Repeat all entries word for word; skip images.

--- Task data ---

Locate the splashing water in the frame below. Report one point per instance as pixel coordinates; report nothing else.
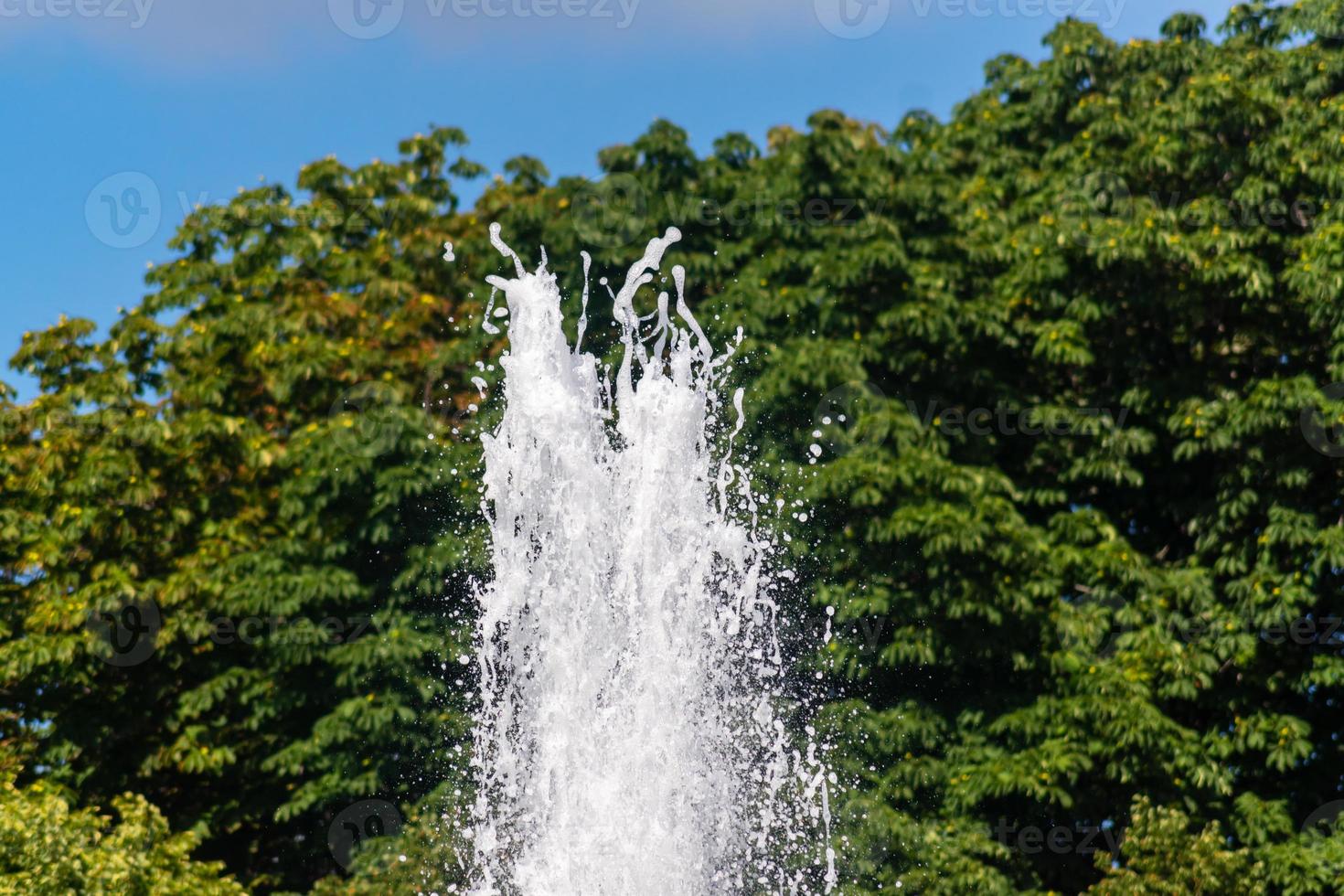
(629, 735)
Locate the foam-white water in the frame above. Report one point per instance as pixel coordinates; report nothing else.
(631, 735)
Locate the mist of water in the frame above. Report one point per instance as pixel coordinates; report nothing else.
(631, 735)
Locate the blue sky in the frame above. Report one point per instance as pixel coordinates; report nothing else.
(192, 98)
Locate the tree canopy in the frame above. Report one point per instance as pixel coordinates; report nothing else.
(1072, 359)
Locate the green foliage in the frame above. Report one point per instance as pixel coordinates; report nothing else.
(48, 848)
(1072, 526)
(1164, 859)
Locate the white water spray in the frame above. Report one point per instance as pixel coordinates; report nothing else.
(629, 736)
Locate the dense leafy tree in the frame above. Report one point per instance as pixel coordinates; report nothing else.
(1078, 506)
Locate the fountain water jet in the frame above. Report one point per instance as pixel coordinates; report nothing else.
(629, 735)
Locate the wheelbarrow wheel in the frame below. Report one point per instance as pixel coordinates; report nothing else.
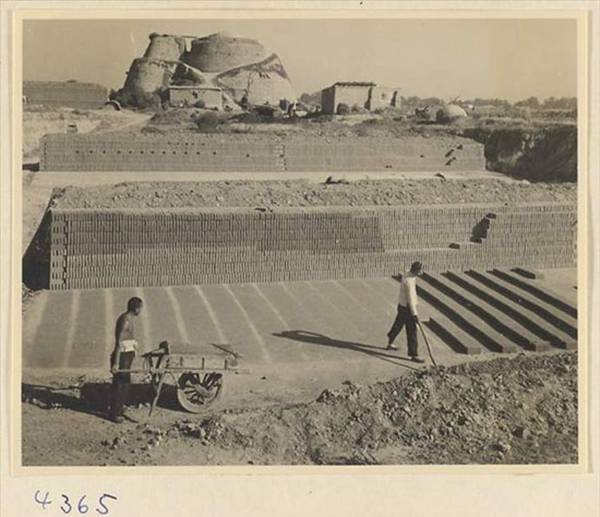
(196, 390)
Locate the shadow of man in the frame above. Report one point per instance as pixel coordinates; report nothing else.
(370, 350)
(92, 398)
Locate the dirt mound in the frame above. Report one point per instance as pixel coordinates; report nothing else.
(512, 411)
(301, 193)
(530, 152)
(548, 154)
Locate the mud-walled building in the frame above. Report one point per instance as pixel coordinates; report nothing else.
(363, 95)
(237, 66)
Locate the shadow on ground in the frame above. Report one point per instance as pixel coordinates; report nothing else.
(93, 397)
(31, 166)
(373, 351)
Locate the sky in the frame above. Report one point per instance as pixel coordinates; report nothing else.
(507, 59)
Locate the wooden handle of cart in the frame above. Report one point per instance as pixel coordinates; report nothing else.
(183, 369)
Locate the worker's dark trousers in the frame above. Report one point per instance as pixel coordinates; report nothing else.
(120, 385)
(404, 317)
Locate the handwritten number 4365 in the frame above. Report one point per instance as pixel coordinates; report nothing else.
(81, 507)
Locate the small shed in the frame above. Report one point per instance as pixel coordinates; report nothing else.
(358, 94)
(210, 97)
(349, 93)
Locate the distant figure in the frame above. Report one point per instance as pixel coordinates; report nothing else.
(122, 357)
(244, 101)
(291, 109)
(407, 312)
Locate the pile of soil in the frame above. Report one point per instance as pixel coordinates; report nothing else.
(302, 193)
(520, 410)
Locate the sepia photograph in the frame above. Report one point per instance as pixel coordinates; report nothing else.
(300, 241)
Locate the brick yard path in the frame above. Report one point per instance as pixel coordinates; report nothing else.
(341, 321)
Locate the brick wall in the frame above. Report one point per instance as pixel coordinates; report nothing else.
(60, 152)
(120, 248)
(67, 94)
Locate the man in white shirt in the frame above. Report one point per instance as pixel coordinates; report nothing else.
(407, 312)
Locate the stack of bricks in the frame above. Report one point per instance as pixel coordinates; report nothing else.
(123, 248)
(252, 153)
(383, 154)
(72, 152)
(68, 94)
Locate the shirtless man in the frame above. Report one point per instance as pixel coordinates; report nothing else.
(122, 357)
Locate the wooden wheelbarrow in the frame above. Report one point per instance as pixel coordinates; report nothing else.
(197, 377)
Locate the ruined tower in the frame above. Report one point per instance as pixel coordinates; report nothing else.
(237, 66)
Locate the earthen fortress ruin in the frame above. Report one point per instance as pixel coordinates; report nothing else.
(237, 66)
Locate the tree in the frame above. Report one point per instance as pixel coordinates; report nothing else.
(531, 102)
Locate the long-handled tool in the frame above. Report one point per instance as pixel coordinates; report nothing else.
(427, 343)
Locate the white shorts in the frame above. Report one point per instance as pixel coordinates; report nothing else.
(128, 345)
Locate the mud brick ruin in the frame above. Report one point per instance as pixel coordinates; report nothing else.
(70, 94)
(235, 66)
(152, 247)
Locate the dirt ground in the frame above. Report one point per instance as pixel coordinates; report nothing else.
(514, 410)
(520, 409)
(304, 193)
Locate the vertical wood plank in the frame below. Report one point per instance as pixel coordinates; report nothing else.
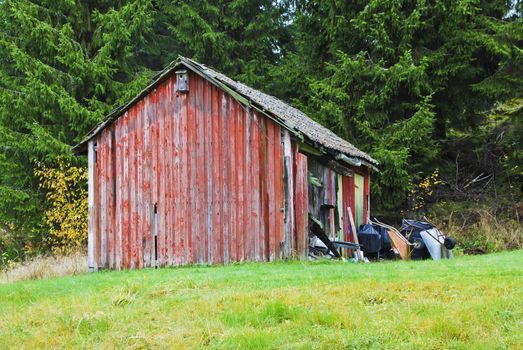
(207, 120)
(289, 197)
(225, 178)
(91, 231)
(216, 176)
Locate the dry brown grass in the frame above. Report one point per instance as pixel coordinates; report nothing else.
(44, 267)
(479, 230)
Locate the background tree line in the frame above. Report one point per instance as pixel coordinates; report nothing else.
(432, 89)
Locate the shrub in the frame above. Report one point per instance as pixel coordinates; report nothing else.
(478, 228)
(66, 217)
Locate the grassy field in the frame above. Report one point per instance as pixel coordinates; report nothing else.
(465, 303)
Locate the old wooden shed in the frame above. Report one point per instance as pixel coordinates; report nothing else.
(199, 168)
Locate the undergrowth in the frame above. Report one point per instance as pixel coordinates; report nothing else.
(478, 229)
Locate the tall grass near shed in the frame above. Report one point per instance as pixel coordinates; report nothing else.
(479, 229)
(44, 267)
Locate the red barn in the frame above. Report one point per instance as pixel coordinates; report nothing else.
(199, 168)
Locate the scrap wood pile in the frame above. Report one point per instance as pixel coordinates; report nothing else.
(415, 240)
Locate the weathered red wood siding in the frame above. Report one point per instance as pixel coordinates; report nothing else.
(211, 167)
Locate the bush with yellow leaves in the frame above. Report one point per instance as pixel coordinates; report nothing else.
(66, 192)
(422, 191)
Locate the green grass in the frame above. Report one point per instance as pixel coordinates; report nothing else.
(465, 303)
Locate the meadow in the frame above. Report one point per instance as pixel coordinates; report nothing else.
(471, 302)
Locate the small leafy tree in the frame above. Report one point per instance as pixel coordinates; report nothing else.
(66, 217)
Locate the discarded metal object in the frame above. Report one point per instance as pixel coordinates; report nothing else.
(430, 241)
(317, 230)
(358, 254)
(402, 245)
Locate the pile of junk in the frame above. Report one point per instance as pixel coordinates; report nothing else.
(416, 240)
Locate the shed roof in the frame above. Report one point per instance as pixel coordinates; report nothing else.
(289, 117)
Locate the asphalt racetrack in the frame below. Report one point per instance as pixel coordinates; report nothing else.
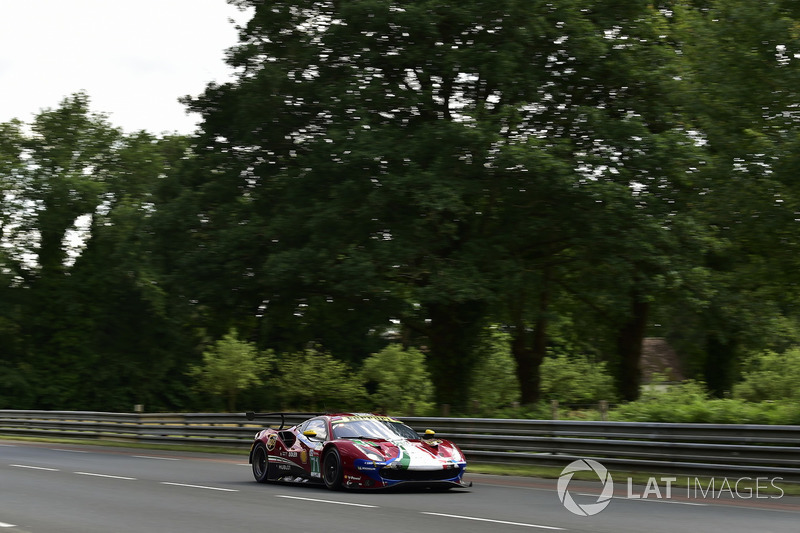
(51, 488)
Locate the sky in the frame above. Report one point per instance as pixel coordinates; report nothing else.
(133, 58)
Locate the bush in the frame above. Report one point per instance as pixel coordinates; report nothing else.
(315, 380)
(576, 379)
(400, 380)
(770, 376)
(689, 402)
(494, 384)
(229, 367)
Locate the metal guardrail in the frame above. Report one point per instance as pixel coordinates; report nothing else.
(654, 448)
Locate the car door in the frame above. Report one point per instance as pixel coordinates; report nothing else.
(311, 437)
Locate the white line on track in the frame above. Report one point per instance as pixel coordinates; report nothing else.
(36, 468)
(198, 486)
(66, 450)
(655, 500)
(504, 522)
(105, 476)
(324, 501)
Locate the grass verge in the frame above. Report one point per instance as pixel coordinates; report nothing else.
(544, 472)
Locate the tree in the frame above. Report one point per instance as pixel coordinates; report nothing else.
(405, 156)
(312, 379)
(229, 367)
(84, 302)
(742, 71)
(400, 380)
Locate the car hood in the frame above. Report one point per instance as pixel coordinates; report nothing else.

---

Written response =
Locate the splashing water in the frame below. Report one point per instance as pixel coordinates; report nothing else.
(629, 735)
Locate the foam-white water in the frame above. Report one point per instance as pixel coordinates; report nothing else.
(631, 735)
Locate the mist of water in the frame above. Report one point per instance as pixel coordinates; report nothing else.
(631, 735)
Locate the blue sky in the frame above. Report one point per instance as pixel coordinates; report nothing else.
(192, 98)
Locate the tree canopy in the frame above. Report one point per instance as pixel coordinates; report nothing else.
(1072, 359)
Locate the green foliage in the frame above. Report one point per instance as pixel coordinates; report nothing else.
(48, 848)
(1072, 526)
(1164, 859)
Locate the white water spray in the frame above. Report one point per instance as pixel coordinates; report nothing else.
(629, 736)
Locate the dense leafy tree in the frame above. Report one point per instance as pixel coordinates; report nothing else.
(1078, 506)
Locate the fountain water jet in the frame above. Report one point per instance as pixel coordinates; report nothing else.
(629, 735)
Locate the wheelbarrow wheel in the frame below. Report one point per instance as pixel coordinates; report nothing else.
(196, 390)
Locate the shadow of man in the frame above. Report one point per instance as pixel coordinates; report nothing else.
(370, 350)
(92, 398)
Locate the dirt mound in the frame above. Report one point per instance as pixel coordinates; report nothing else.
(512, 411)
(301, 193)
(530, 152)
(548, 154)
Locate the mud-walled building in the frame above. Report one point per instance as pixel coordinates; report nothing else.
(363, 95)
(237, 66)
Locate the shadow on ground in the frame above. Report one point per instance as pixel coordinates; report nothing else.
(93, 397)
(31, 166)
(373, 351)
Locate the sky in the frame above. Report one point per instance as pixel coordinates; report nothing else.
(507, 59)
Locate the wooden handle of cart in the frame above. Report one point per instance as pixel coordinates; report nothing else.
(183, 369)
Locate the worker's dark trousers in the frame above. Report one point per instance as pixel coordinates; report nothing else.
(120, 385)
(404, 317)
Locate the handwritten number 4365 in the frame above. Report one point per instance as pixel coordinates; report nothing else.
(81, 507)
Locate the small shed in the frame above. Report one point per instance as pixel coordinates; report nothing else.
(358, 94)
(210, 97)
(349, 93)
Locate the distant figure in the frame above. Report one point per instance as pixel coordinates; report nothing else.
(122, 357)
(244, 101)
(291, 109)
(407, 312)
Locate the pile of soil in the frame above. Report one point per instance as pixel coordinates; report nothing else.
(302, 193)
(520, 410)
Locate the sepia photograph in the frame above. Report one point per instance as pixel coordinates; report nothing else.
(300, 241)
Locate the brick yard path in the frame above. Report one point per instance as pixel coordinates; report nothing else.
(341, 321)
Locate the brick wall in the frame above. Report one point per instance as pixel coordinates; report nothing else.
(60, 152)
(120, 248)
(67, 94)
Locate the man in white shirt in the frame above. Report one point per instance as pixel coordinates; report nothing else.
(407, 312)
Locate the stack of bricks in the frame above. Report one point per instance as pixel coordinates; report nothing else.
(123, 248)
(252, 153)
(383, 154)
(72, 152)
(68, 94)
Locate the shirtless man in the frame above. Report one point per instance as pixel coordinates; report nothing else.
(122, 357)
Locate the wooden wheelbarrow in the frame above. Report one point per instance as pixel coordinates; report nothing else.
(197, 377)
Locate the ruined tower in the frame above. Report one point per instance as pixel coordinates; report nothing else.
(237, 66)
Locate the earthen fortress ruin in the frame above. Report one point per instance as pixel coordinates; report nothing else.
(237, 66)
Locate the tree in the frame above. Report one point per instance as pixel coordinates; report nothing else.
(531, 102)
Locate the long-handled tool in the frame above. Report one point per instance as pixel coordinates; report nothing else.
(427, 343)
Locate the white shorts in the frame above. Report one point per instance as pixel coordinates; report nothing else.
(128, 345)
Locate the mud brick ruin in the frame above. Report one point per instance as pixel coordinates; report nothing else.
(70, 94)
(235, 66)
(152, 247)
Locate the dirt ground in the frame above. Report one point per instance as pixel coordinates; report nothing else.
(514, 410)
(520, 409)
(304, 193)
Locate the vertical wood plank in the frame below. Report one point per instance as pixel coordinates; report nothing else.
(207, 120)
(289, 197)
(225, 178)
(91, 231)
(216, 176)
Locate the dry brown grass in the frame above. Report one point per instance as pixel coordinates; report nothing else.
(44, 267)
(479, 230)
Locate the background tree line in the frame above. Report one point per instance as pixel coordinates; report nothing else.
(432, 89)
Locate the shrub in the frame above. Report one point per instance as pixel coordinates; report nothing else.
(478, 228)
(66, 217)
Locate the grassy field in the frame above. Report one point per instance as pixel coordinates; report nothing else.
(465, 303)
Locate the old wooden shed in the frame above. Report one point per instance as pixel coordinates; report nothing else.
(199, 168)
Locate the undergrowth in the frame above. Report one point per instance as pixel coordinates; report nothing else.
(478, 229)
Locate the tall grass near shed in the frame above. Report one point per instance as pixel coordinates; report nothing else.
(479, 229)
(44, 267)
Locate the red barn in the frame above. Report one point per instance as pixel coordinates; report nothing else.
(199, 168)
Locate the scrap wood pile in the frame above. Report one point per instance as pixel coordinates; report nothing else.
(415, 240)
Locate the weathered red wood siding in the frame above. Report one point per instance as pixel coordinates; report nothing else.
(211, 167)
Locate the bush with yellow leaves in the frame above. Report one point per instance as pixel coordinates; report nothing else.
(66, 192)
(422, 191)
Locate the green grass in the frame above. Report one point per instance as pixel coordinates; report nothing else.
(465, 303)
Locate the meadow in the frame above. Report one point per instance as pixel coordinates; report nothing else.
(471, 302)
Locate the small leafy tree in the frame above. Report one point per instance as pixel coordinates; report nothing else.
(66, 217)
Locate the discarded metal object in the frame above. Report one point per instance as pixel coordinates; report nothing else.
(430, 241)
(317, 230)
(358, 254)
(402, 245)
Locate the pile of junk in the frame above. Report one point per instance as pixel coordinates; report nothing else.
(416, 240)
Locate the shed roof in the frame above. Report one point per instance as pixel coordinates; report nothing else.
(289, 117)
Locate the asphalt racetrack in the frame below. Report one point per instance as pixel coordinates; report nothing else.
(51, 488)
Locate the sky in the frame above. Report one point per instance as pixel coordinates; report nothing else.
(133, 58)
Locate the bush in the frame above. Report one point per instance as pixel coordinates; report nothing else.
(315, 380)
(576, 379)
(400, 380)
(770, 376)
(689, 402)
(494, 384)
(229, 367)
Locate the metal guardrail in the frame above. Report one point per instance as pixel coordinates; report nothing else.
(654, 448)
Locate the car door in the frame above. Report one point per instance as pixel coordinates; report nothing else.
(311, 437)
Locate the white line on track in the frame above. Report one point per instance as pixel coordinates; report nothing else.
(36, 468)
(198, 486)
(66, 450)
(655, 500)
(504, 522)
(105, 476)
(324, 501)
Locate the grass verge in the frame above. Report one point per instance as pixel coordinates; report nothing else.
(544, 472)
Locate the tree in the frame above. Report one point per instance as pixel coordinates; report nothing else.
(405, 156)
(312, 379)
(229, 367)
(84, 302)
(742, 71)
(400, 380)
Locate the car hood in the frame above. Report one point per instance as pixel coordinates; report nothing else.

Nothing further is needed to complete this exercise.